• **Work to be completed**
Find the line that contains "on the evergreen". Output it and every line after it to the end of the records, exactly as they appear.

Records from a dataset
###

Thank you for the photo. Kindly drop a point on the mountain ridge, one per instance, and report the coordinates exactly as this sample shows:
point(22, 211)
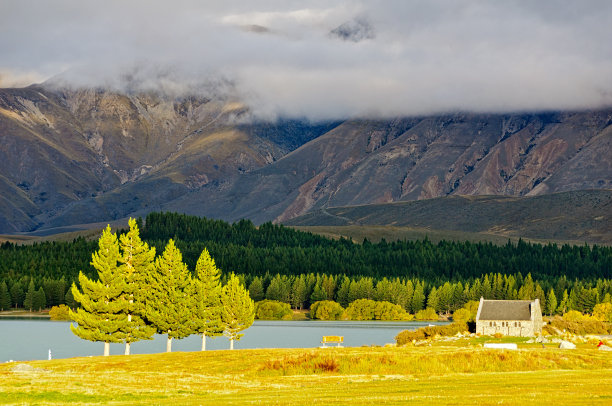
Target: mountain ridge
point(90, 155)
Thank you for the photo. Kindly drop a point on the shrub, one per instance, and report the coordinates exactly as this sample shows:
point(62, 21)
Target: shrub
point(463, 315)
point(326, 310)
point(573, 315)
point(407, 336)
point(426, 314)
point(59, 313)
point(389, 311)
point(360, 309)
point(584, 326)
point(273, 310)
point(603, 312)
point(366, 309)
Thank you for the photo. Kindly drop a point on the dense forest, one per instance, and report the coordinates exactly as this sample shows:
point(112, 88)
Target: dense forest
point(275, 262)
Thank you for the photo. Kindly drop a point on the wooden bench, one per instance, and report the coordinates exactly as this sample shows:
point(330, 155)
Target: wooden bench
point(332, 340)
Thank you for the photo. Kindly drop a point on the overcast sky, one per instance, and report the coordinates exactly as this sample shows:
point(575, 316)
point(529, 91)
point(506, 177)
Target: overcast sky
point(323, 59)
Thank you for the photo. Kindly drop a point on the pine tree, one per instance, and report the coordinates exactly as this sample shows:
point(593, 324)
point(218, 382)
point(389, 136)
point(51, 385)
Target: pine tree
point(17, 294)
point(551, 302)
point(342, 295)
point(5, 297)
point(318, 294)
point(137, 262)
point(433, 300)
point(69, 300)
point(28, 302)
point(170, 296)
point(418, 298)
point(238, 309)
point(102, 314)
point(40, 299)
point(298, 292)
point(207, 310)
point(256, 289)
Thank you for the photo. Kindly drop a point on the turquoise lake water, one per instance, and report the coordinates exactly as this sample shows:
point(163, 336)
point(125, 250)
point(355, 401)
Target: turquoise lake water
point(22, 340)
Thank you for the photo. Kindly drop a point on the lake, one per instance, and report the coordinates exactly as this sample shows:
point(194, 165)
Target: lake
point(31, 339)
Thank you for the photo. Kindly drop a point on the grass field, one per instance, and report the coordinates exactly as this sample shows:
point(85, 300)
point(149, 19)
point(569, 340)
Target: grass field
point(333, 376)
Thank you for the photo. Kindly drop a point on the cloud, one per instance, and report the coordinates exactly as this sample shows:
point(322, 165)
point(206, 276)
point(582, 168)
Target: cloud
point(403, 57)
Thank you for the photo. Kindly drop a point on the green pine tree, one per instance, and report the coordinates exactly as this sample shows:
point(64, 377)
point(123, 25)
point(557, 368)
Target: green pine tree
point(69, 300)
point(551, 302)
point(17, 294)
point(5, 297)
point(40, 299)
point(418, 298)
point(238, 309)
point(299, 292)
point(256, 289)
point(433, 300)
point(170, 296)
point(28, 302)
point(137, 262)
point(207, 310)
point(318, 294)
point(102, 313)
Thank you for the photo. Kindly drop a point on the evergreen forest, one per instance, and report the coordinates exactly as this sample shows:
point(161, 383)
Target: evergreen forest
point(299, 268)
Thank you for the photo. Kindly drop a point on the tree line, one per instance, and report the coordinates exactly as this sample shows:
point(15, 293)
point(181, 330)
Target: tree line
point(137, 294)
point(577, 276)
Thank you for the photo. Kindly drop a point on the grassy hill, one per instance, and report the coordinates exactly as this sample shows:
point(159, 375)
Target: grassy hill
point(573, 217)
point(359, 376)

###

• **The answer**
Thank you for the photo. Kindly drop a point on the evergreen forest, one per instance, and report the coordinates exactly as this sample shows:
point(161, 383)
Target: evergreen forest
point(299, 268)
Thank you for the photo. Kindly drop a point on the tree line, one per instance, and report the coordinates exactly as this sample shows:
point(15, 293)
point(181, 330)
Target: tree line
point(137, 294)
point(577, 276)
Thank you for the photo. Kindly drop a point on the grassy hill, one per instance, and report the coordinates exactly as this sample shows:
point(159, 375)
Target: grassy hill
point(573, 217)
point(359, 376)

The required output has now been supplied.